### Given problem
Output every one of the rows below as a JSON list of strings, with one string for each line and blank lines left out.
## Start Data entries
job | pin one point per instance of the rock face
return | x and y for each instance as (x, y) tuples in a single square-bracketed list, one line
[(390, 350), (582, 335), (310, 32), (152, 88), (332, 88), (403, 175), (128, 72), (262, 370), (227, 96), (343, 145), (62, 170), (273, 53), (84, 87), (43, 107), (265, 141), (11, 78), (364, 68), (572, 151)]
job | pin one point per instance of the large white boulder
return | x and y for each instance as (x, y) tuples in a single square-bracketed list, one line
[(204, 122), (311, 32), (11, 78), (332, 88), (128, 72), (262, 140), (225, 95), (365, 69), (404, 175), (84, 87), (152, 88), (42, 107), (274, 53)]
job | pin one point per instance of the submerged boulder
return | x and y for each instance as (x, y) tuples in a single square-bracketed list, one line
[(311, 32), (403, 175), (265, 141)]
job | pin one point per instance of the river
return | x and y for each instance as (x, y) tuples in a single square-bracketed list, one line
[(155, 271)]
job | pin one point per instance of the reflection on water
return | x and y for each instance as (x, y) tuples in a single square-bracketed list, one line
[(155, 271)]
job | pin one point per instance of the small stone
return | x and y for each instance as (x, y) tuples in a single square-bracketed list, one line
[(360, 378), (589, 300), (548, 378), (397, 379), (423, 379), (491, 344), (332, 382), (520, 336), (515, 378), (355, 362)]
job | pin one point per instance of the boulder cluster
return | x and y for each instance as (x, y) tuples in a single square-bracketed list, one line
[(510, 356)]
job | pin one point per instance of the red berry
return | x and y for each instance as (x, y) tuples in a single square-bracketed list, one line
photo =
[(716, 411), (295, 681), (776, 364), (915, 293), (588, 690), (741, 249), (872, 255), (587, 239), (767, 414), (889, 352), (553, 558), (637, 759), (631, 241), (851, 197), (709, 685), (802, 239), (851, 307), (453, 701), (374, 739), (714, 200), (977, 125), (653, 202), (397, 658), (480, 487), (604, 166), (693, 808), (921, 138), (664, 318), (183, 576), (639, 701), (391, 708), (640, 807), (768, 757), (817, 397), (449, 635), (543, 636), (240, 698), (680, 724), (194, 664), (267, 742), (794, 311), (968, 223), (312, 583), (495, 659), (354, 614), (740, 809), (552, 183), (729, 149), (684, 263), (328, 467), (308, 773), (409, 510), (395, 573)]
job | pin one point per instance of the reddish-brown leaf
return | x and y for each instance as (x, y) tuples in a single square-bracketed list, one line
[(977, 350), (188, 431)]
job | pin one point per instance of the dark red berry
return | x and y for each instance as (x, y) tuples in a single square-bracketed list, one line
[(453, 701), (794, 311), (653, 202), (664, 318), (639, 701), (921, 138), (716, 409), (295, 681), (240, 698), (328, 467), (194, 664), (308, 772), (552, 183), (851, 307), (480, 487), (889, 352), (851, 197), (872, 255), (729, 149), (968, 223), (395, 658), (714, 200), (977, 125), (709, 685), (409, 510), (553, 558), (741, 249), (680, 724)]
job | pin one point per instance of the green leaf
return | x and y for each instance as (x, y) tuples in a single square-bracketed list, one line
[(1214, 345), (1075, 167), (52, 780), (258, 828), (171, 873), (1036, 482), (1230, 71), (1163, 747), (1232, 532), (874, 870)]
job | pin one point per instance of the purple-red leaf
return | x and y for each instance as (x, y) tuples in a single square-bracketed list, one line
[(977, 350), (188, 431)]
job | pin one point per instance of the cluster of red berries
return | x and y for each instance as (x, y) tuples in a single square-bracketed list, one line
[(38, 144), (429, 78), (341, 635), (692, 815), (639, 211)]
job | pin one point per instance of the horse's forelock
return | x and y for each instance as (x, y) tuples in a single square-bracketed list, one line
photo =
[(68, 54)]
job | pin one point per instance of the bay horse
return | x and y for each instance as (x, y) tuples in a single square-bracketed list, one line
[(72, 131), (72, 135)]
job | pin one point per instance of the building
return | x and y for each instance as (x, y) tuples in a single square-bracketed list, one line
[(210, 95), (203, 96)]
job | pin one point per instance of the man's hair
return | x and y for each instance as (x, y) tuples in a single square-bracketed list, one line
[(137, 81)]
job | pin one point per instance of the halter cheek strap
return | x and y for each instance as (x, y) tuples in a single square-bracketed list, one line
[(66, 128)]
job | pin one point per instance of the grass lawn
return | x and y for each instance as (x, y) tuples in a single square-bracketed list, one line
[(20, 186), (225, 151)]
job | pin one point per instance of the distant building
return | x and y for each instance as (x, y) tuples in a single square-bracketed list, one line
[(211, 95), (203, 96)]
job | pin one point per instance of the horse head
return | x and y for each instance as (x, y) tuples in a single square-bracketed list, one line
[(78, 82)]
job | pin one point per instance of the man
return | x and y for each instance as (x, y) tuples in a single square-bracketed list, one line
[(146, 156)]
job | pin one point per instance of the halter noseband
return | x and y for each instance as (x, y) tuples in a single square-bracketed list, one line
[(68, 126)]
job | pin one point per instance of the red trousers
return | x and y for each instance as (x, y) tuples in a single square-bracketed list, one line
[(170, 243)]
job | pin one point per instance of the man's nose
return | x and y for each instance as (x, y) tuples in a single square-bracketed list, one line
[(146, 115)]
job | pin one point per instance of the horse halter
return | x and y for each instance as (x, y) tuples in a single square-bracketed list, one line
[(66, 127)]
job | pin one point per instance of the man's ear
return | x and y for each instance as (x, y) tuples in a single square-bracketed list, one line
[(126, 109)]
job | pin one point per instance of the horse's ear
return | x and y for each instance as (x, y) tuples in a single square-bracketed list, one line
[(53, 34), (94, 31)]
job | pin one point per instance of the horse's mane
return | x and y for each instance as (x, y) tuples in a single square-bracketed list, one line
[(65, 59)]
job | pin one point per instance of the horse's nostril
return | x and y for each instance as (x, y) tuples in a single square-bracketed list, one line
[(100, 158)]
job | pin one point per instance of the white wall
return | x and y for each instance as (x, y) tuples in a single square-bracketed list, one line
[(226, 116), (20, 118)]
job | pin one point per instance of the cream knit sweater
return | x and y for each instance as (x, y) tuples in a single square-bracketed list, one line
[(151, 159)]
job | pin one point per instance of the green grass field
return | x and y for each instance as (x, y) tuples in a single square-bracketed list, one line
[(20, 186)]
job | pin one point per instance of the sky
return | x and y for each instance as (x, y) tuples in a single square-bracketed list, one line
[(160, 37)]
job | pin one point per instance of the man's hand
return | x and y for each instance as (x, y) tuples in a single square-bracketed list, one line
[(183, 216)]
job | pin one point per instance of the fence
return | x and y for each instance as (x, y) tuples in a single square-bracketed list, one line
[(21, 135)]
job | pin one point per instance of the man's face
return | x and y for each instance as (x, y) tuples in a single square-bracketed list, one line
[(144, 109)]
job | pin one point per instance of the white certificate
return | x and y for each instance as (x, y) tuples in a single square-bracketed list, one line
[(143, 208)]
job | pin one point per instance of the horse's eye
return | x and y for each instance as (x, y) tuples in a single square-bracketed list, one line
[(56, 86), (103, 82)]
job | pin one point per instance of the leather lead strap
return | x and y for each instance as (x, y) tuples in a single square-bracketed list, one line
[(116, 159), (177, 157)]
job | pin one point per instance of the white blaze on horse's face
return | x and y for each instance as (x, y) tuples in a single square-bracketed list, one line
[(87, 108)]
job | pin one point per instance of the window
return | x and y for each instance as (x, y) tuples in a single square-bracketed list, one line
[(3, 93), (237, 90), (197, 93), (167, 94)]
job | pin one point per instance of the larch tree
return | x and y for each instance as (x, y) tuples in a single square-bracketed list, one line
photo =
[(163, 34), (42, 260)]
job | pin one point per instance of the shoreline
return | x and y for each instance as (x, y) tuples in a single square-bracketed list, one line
## End Data entries
### Result for this exercise
[
  "job | pin one point per instance of the rock face",
  "return | x and y for each instance as (x, y) tuples in a single square-bracketed list, one line",
  "[(390, 350), (582, 335), (310, 32), (152, 88), (332, 88), (403, 175), (128, 72), (262, 370), (227, 96), (343, 145), (62, 170), (273, 53), (84, 87), (43, 107), (265, 141), (11, 78), (364, 68), (572, 151)]",
  "job | pin one point per instance of the large white boulder",
  "return | x and y for each instance as (x, y) tuples in a single square-bracketed list, one line",
  "[(204, 122), (311, 32), (11, 78), (332, 88), (128, 72), (262, 140), (225, 95), (365, 69), (404, 175), (84, 87), (152, 88), (42, 107), (274, 53)]",
  "job | pin one point per instance of the submerged boulder",
  "return | x and y for each instance as (x, y) tuples in a single square-bracketed list, one line",
  "[(311, 32), (403, 175), (265, 141)]",
  "job | pin one point per instance of the river",
  "return | x and y for each instance as (x, y) tuples in a single square-bracketed list, one line",
  "[(155, 271)]",
  "job | pin one point per instance of the reflection on water",
  "return | x and y for each instance as (x, y) tuples in a single square-bracketed list, one line",
  "[(155, 271)]",
  "job | pin one point per instance of the small stone",
  "return | x and y for each instance as (x, y) tuples in a single square-bracketed list, one line",
  "[(360, 378), (589, 300), (548, 378), (397, 379), (423, 379), (491, 344), (332, 382), (520, 336), (515, 378), (355, 362)]",
  "job | pin one point per instance of the boulder cluster",
  "return | x and y for each instance as (x, y) tuples in a single square-bracketed list, one line",
  "[(510, 356)]",
  "job | pin one point per instance of the red berry",
  "return | x and y for each instance as (x, y) tuples in a single square-bracketed list, one line",
  "photo =",
  "[(716, 411), (295, 681), (776, 364), (915, 293), (588, 690), (741, 249), (872, 255), (587, 239), (767, 414), (889, 352), (553, 558), (637, 759), (631, 241), (851, 197), (709, 685), (802, 239), (851, 307), (453, 701), (374, 739), (714, 200), (977, 125), (653, 202), (397, 658), (480, 487), (604, 166), (693, 808), (921, 138), (664, 318), (183, 576), (639, 701), (391, 708), (640, 807), (768, 757), (817, 397), (449, 635), (543, 636), (240, 698), (680, 724), (194, 664), (267, 742), (794, 311), (968, 223), (312, 583), (495, 659), (354, 614), (740, 809), (552, 183), (729, 149), (684, 263), (328, 467), (308, 773), (409, 510), (395, 573)]",
  "job | pin one point per instance of the reddish-brown leaf",
  "return | x and y for each instance as (x, y) tuples in a single square-bracketed list, one line",
  "[(977, 350), (188, 431)]",
  "job | pin one point per instance of the dark red berry",
  "return | x and y for each instance as (x, y) tuples in a single square-bracketed list, one line",
  "[(453, 701), (794, 311), (653, 202), (664, 318), (639, 701), (921, 138), (716, 409), (295, 681), (240, 698), (328, 467), (194, 664), (308, 772), (552, 183), (851, 307), (480, 487), (889, 352), (851, 197), (872, 255), (729, 149), (968, 223), (395, 658), (714, 200), (977, 125), (709, 685), (409, 510), (553, 558), (741, 249), (680, 724)]",
  "job | pin one point per instance of the green leaf",
  "return | x and y for each instance as (x, y) tuples in a single square-bracketed list, one line",
  "[(1214, 345), (1075, 167), (52, 780), (258, 828), (171, 873), (1036, 482), (1230, 71), (1163, 747), (1232, 532), (874, 870)]",
  "job | pin one point per instance of the purple-red leaf",
  "return | x and y for each instance as (x, y) tuples in a single square-bracketed list, one line",
  "[(977, 350), (188, 431)]",
  "job | pin one point per instance of the cluster of red berries",
  "return | x and y for each instance as (x, y) tuples in a single square-bracketed list, one line",
  "[(38, 144), (429, 78), (341, 635), (692, 815), (639, 211)]",
  "job | pin one point per instance of the horse's forelock",
  "return | x and y for each instance as (x, y) tuples in a single square-bracketed list, one line",
  "photo =",
  "[(68, 54)]",
  "job | pin one point per instance of the bay horse",
  "return | x and y for each instance as (x, y) tuples in a single square-bracketed list, one line",
  "[(72, 131), (72, 135)]",
  "job | pin one point per instance of the building",
  "return | x and y for each instance as (x, y) tuples in a single square-bracketed list, one line",
  "[(210, 95), (203, 96)]",
  "job | pin one point per instance of the man's hair",
  "return | x and y for each instance as (x, y) tuples in a single square-bracketed list, one line",
  "[(137, 81)]",
  "job | pin one point per instance of the halter cheek strap",
  "return | x and y for each instance as (x, y) tuples in a single square-bracketed list, one line",
  "[(66, 128)]",
  "job | pin one point per instance of the grass lawn",
  "return | x and y for each instance as (x, y) tuples in a single square-bracketed list, one line",
  "[(20, 186), (225, 151)]",
  "job | pin one point per instance of the distant building",
  "return | x and y for each instance as (x, y) tuples in a single square-bracketed list, one line",
  "[(211, 95), (203, 96)]",
  "job | pin one point per instance of the horse head",
  "return | x and y for each instance as (x, y) tuples in a single square-bracketed list, one line",
  "[(78, 82)]",
  "job | pin one point per instance of the man",
  "return | x and y for each instance as (x, y) tuples in a single square-bracketed list, one line",
  "[(146, 156)]",
  "job | pin one point per instance of the halter noseband",
  "return | x and y for each instance as (x, y) tuples in a single square-bracketed list, one line",
  "[(68, 126)]",
  "job | pin one point per instance of the red trousers",
  "return | x and y for each instance as (x, y) tuples in a single square-bracketed list, one line",
  "[(170, 243)]",
  "job | pin one point per instance of the man's nose",
  "return | x and y for each instance as (x, y) tuples in a single square-bracketed list, one line",
  "[(146, 115)]",
  "job | pin one point per instance of the horse halter",
  "return | x and y for each instance as (x, y) tuples in a single square-bracketed list, one line",
  "[(66, 127)]",
  "job | pin one point per instance of the man's ear",
  "return | x and y for each instance as (x, y) tuples in a single square-bracketed list, one line",
  "[(126, 109)]",
  "job | pin one point per instance of the horse's ear",
  "return | x and y for each instance as (x, y) tuples in a single square-bracketed list, one line",
  "[(53, 34), (94, 31)]",
  "job | pin one point per instance of the horse's mane",
  "return | x and y for each instance as (x, y) tuples in a single square-bracketed list, one line",
  "[(65, 59)]",
  "job | pin one point per instance of the horse's nostril",
  "return | x and y for each instance as (x, y) tuples in a single square-bracketed list, one line",
  "[(100, 158)]",
  "job | pin one point per instance of the white wall",
  "return | x and y for each instance as (x, y) tuples in a single square-bracketed list, one line",
  "[(226, 116), (20, 118)]",
  "job | pin one point per instance of the cream knit sweater",
  "return | x and y for each instance as (x, y) tuples in a single square-bracketed list, one line",
  "[(151, 159)]",
  "job | pin one point per instance of the green grass field",
  "return | x and y for each instance as (x, y) tuples in a single square-bracketed list, one line",
  "[(20, 186)]",
  "job | pin one point per instance of the sky",
  "return | x and y for each instance as (x, y) tuples in a single square-bracketed list, one line",
  "[(160, 37)]",
  "job | pin one point per instance of the man's hand",
  "return | x and y for each instance as (x, y) tuples in a single square-bracketed list, one line",
  "[(183, 216)]",
  "job | pin one point per instance of the fence",
  "return | x and y for each instance as (x, y) tuples in a single square-bracketed list, one line",
  "[(21, 135)]",
  "job | pin one point per instance of the man's face",
  "return | x and y for each instance as (x, y) tuples in a single square-bracketed list, one line",
  "[(144, 109)]",
  "job | pin one point per instance of the white certificate",
  "return | x and y for each instance as (x, y) tuples in a single square-bracketed list, one line",
  "[(143, 208)]",
  "job | pin one point per instance of the horse's eye",
  "return | x and y for each instance as (x, y) tuples in a single square-bracketed list, one line",
  "[(56, 86), (103, 82)]",
  "job | pin one point per instance of the leather lead strap",
  "return | x and y for each instance as (x, y) tuples in a single square-bracketed list, one line",
  "[(116, 159), (177, 157)]",
  "job | pin one point per instance of the white blaze on horse's face",
  "return | x and y for each instance as (x, y) tuples in a single square-bracketed list, one line",
  "[(87, 108)]",
  "job | pin one point per instance of the window",
  "return | x and y for each instance as (x, y) tuples in a single square-bracketed list, one line",
  "[(3, 93), (237, 90), (197, 93), (167, 94)]",
  "job | pin one point per instance of the larch tree",
  "return | x and y for each instance as (x, y) tuples in a single square-bracketed list, one line",
  "photo =",
  "[(163, 34), (42, 260)]",
  "job | pin one point per instance of the shoreline",
  "return | x and y for each instance as (x, y) tuples in a single square-bracketed list, one line"
]